* Entries provided *
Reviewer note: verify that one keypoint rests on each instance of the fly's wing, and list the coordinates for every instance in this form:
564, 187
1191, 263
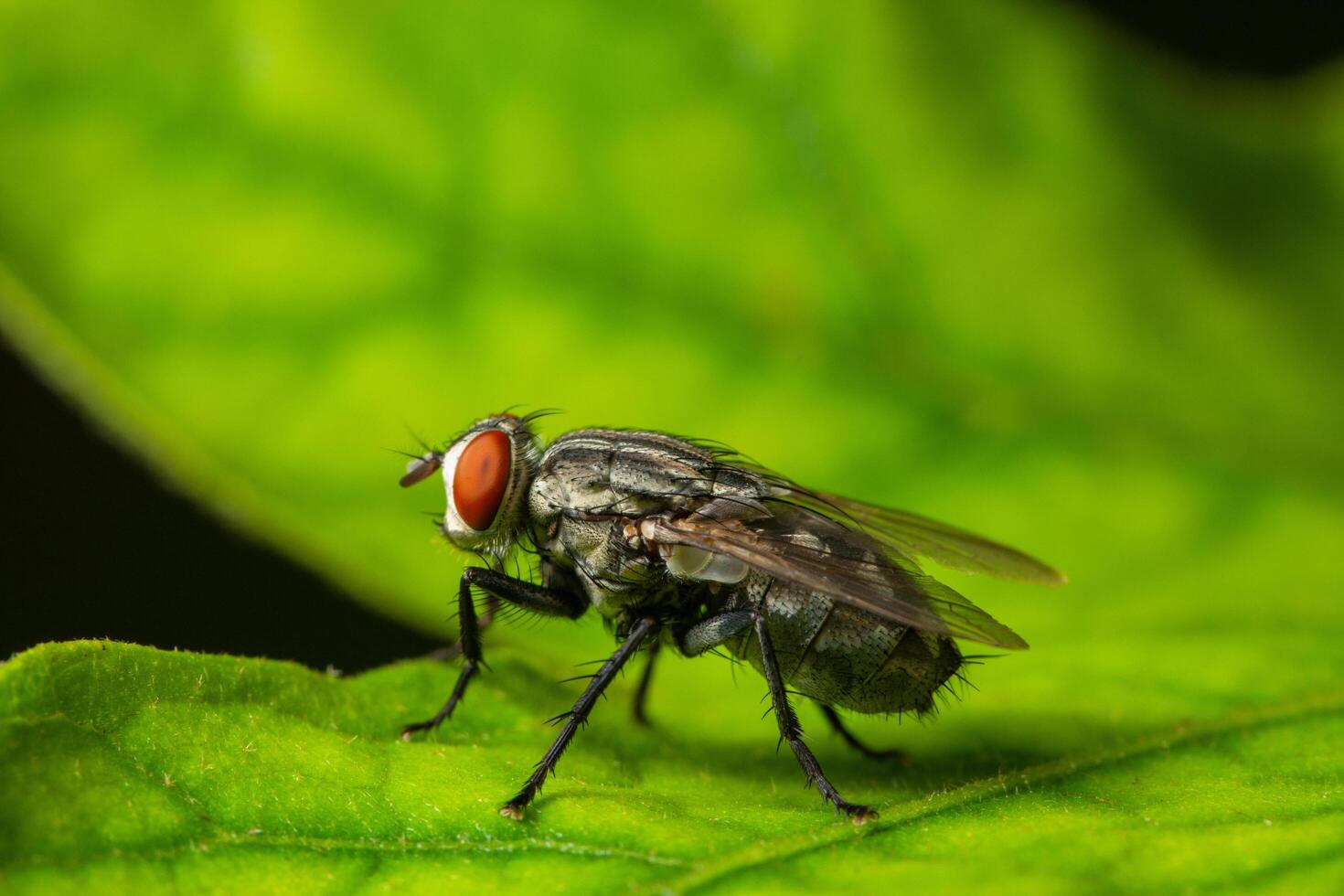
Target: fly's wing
820, 554
912, 535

* Aim of the exercise *
Reproduce the records above exactly, excluding every picture.

* Your response *
Reviewer note: verify that one keypoint rests on each instance of the fly's wing, and list the coordinates for every instance in this form:
564, 187
1191, 263
Target: fly's wing
820, 554
912, 535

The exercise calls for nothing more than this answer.